● Work instructions
For each statement, answer yes or no as to whether it agrees with the diphtheria measures text, and quote the deciding words: (a) in an epidemic, immunization is repeated 1 month later so that recipients get at least 2 doses; (b) travelers who were previously immunized should receive primary immunization again; (c) a prompt field investigation of reported cases is to be carried out in every area.

● Supplied passage
_ _ _ _

3. Epidemic Measures

  1. Immunize the largest possible proportion of the population group involved, emphasize protection of infants and preschool children. In an epidemic involving adults, immunize groups that are most affected and at high risk. Repeat immunization procedures 1 month later to provide at least 2 doses to recipients.
  2. Identify close contacts and define population groups at special risk. In areas with appropriate facilities, carry out a prompt field investigation of reported cases to verify the diagnosis and to determine the biotype and toxigenicity of C. diphtheriae.

4. International Measures

People traveling to or through countries where either faucial or cutaneous diphtheria is common should receive primary immunization if necessary, or a booster dose of Td for those previously immunized.

_ _ _ _

● Dataset section
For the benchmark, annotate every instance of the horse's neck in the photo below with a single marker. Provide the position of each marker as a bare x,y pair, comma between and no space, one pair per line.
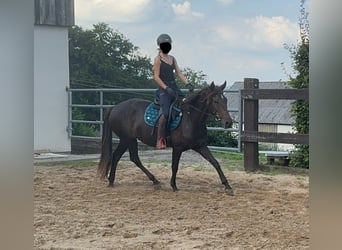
198,113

_ _ _ _

● Task answer
(a) Yes: "Repeat immunization procedures 1 month later to provide at least 2 doses to recipients."
(b) No: "or a booster dose of Td for those previously immunized."
(c) No: "In areas with appropriate facilities, carry out a prompt field investigation of reported cases"